* _Exercises_:
[a] Please write out a passage from the Amy Hughes article, starting at the words "- Occupation(s): Marathon" and stopping after "lacked independent verification.".
[b] Name every person other than Amy Hughes who is mentioned in the Amy Hughes article.
[c] According to the Amy Hughes article, why did Guinness reject her claim for the 53 marathons in 53 days?

* _Extract provided_:
—————
Amy Hughes

Personal information
- Nationality: British
- Citizenship: British
- Born: 1987 (age 37–38)
- Occupation(s): Marathon runner Sports therapist

= Amy Hughes (runner) =

British marathon runner

Amy Hughes (born 1987) is a British marathon runner. In 2014-15, Hughes claimed to have completed 53 marathons in 53 days, after which she claimed to have broken the Guinness World Record. However, her record claim was rejected by the organisation, as their requirements at the time asked for claimants to have run the marathons in official races. In 2017, Hughes claimed to have broken the 7 day treadmill world record, by running 521 mi over seven days at the Trafford Centre. Her record claim was rejected as implausible for a non-elite runner, and it also lacked independent verification.

== Marathon running ==
=== Background ===
After her friends' child developed a medulloblastoma, Hughes decided that she wanted to break the marathon running record in order to raise money for the Isabelle Lottie Foundation, which "raises awareness about the importance of diagnosing brain tumors early in children". She was also inspired by Larry Macon, who ran across all 50 U.S. states, desiring to run in all the major cities of the United Kingdom. Hughes also wanted to promote "the importance of leading a healthy, active lifestyle".

=== Marathons ===
She started her first run on 6 August 2014, in Chester. From Chester, she travelled from north to south and then to the south-west, before travelling north and completing her 53rd marathon in Manchester on 27 September. Covering a total of 1,400 mi, Hughes travelled to cities including London, Liverpool, Wolverhampton, Newcastle, Glasgow, and Cardiff. After the event, Hughes said her highlight was Brighton, and that Tunbridge Wells was "hilly". During the attempt, Hughes suffered from stomach viruses, one of which caused her to take 8 hours to run her 35th marathon around Taunton.

By claiming to have completed 53 marathons in 53 consecutive days, Hughes declared that she broke the world record for most consecutive marathons; according to the Guinness Book of Records, the current women's record is 60, set by Alice Burch in Southampton, England in 2015, and the previous women's record was 17, set by Parvaneh Moayedi in 2013. (Note: In 2011, Belgian Stefaan Engels was credited as breaking the Guinness record with 365 consecutive marathons.) Hughes also raised over £42,000, of which £10,000 was donated to the Neurosurgery Department at Alder Hey Children's Hospital.

=== Social media reactions ===
Hughes' record attempt received praise on social media, including from some notable celebrities. England football captain Wayne Rooney described her efforts as "a great achievement", whilst Paula Radcliffe tweeted her support for the "amazing and inspirational accomplishment".
—————
* _Given data_:

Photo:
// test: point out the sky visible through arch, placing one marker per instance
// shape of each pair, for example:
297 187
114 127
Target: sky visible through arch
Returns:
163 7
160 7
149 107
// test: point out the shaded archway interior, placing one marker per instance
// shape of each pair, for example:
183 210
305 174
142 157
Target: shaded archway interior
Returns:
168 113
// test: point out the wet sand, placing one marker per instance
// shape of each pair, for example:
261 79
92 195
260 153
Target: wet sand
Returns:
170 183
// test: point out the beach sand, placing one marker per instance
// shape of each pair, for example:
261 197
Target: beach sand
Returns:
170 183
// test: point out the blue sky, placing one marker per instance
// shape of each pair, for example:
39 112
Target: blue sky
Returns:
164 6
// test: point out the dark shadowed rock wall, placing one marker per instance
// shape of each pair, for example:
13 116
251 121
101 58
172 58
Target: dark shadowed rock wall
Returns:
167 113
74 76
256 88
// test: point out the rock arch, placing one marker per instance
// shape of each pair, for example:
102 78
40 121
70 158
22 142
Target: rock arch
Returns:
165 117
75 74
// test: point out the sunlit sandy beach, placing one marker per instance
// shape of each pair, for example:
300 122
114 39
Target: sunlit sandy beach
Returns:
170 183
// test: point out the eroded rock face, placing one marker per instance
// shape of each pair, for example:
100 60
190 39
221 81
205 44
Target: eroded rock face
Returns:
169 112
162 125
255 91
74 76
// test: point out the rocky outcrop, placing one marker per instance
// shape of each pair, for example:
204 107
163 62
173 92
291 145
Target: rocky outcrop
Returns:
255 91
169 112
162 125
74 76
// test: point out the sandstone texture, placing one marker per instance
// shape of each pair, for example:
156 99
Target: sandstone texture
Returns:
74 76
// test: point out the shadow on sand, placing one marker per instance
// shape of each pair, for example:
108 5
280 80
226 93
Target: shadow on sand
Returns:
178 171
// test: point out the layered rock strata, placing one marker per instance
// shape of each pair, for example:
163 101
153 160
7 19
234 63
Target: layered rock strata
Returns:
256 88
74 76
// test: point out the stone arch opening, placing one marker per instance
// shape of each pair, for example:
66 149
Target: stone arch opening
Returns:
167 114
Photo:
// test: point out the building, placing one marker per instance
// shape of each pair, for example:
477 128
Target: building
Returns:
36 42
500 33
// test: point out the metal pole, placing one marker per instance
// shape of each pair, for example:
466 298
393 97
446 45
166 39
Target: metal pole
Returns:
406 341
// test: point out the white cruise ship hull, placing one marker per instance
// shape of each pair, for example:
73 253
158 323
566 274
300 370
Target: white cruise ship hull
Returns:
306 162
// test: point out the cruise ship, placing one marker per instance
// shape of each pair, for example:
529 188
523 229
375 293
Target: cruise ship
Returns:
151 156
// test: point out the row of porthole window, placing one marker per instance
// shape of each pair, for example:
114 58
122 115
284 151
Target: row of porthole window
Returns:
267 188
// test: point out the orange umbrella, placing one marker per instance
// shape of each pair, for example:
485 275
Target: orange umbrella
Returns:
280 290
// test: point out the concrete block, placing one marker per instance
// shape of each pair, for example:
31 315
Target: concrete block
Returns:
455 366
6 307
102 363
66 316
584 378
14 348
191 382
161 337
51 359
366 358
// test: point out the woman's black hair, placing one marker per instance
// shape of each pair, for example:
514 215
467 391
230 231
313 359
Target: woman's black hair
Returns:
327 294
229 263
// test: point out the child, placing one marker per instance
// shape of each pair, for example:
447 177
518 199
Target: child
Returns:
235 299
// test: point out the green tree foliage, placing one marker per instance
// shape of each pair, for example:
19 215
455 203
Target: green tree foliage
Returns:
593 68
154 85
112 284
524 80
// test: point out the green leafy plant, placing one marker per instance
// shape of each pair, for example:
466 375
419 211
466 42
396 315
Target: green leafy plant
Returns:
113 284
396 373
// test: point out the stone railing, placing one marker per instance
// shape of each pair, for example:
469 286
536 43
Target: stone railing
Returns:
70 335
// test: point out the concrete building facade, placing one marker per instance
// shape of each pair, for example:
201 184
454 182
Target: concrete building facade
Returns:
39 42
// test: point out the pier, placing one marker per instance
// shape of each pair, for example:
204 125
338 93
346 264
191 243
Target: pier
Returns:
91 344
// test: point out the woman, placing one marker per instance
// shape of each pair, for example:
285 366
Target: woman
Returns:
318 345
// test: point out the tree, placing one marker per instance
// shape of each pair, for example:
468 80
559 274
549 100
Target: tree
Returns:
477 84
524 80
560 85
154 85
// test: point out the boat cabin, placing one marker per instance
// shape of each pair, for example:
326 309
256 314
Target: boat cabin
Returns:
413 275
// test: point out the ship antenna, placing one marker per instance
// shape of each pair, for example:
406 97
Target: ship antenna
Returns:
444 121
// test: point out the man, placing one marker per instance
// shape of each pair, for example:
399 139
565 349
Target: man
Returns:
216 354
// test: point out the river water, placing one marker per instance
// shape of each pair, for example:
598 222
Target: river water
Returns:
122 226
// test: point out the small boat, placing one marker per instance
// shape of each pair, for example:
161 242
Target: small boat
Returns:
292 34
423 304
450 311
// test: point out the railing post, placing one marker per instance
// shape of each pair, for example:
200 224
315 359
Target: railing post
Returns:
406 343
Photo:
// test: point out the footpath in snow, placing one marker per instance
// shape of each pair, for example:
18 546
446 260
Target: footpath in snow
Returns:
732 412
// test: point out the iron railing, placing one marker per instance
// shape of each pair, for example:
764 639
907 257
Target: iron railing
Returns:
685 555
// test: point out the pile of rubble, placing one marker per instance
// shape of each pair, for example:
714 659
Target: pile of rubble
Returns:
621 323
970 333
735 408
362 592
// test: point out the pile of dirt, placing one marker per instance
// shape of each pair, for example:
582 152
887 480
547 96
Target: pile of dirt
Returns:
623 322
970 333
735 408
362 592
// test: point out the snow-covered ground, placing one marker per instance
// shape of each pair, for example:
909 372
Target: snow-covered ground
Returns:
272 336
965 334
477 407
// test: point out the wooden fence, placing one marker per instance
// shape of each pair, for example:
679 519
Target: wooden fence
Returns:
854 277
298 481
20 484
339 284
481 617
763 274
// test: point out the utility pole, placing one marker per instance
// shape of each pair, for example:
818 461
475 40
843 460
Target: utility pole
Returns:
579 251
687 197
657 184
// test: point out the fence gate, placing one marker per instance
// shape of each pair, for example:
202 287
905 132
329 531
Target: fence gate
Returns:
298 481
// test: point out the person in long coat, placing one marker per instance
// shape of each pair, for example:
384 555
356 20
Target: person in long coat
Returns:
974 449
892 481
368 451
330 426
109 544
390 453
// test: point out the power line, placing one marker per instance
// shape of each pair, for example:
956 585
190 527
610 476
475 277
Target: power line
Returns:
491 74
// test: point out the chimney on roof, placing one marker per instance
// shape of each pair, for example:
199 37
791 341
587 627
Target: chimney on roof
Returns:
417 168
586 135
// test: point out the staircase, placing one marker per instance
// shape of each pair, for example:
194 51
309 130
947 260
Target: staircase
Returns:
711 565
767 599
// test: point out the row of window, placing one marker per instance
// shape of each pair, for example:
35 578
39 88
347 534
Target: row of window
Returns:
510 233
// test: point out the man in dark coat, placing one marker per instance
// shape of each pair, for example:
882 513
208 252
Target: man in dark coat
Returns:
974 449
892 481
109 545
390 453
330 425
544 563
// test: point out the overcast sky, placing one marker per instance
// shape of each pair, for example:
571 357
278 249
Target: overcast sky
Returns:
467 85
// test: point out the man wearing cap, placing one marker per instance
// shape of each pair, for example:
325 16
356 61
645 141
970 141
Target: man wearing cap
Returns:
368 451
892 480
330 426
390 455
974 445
—————
* _Exercise responses_:
[a]
- Occupation(s): Marathon runner Sports therapist

= Amy Hughes (runner) =

British marathon runner

Amy Hughes (born 1987) is a British marathon runner. In 2014-15, Hughes claimed to have completed 53 marathons in 53 days, after which she claimed to have broken the Guinness World Record. However, her record claim was rejected by the organisation, as their requirements at the time asked for claimants to have run the marathons in official races. In 2017, Hughes claimed to have broken the 7 day treadmill world record, by running 521 mi over seven days at the Trafford Centre. Her record claim was rejected as implausible for a non-elite runner, and it also lacked independent verification.

[b] Larry Macon, Alice Burch, Parvaneh Moayedi, Stefaan Engels, Wayne Rooney, Paula Radcliffe

[c] At the time, the organisation required claimants to have run the marathons in official races.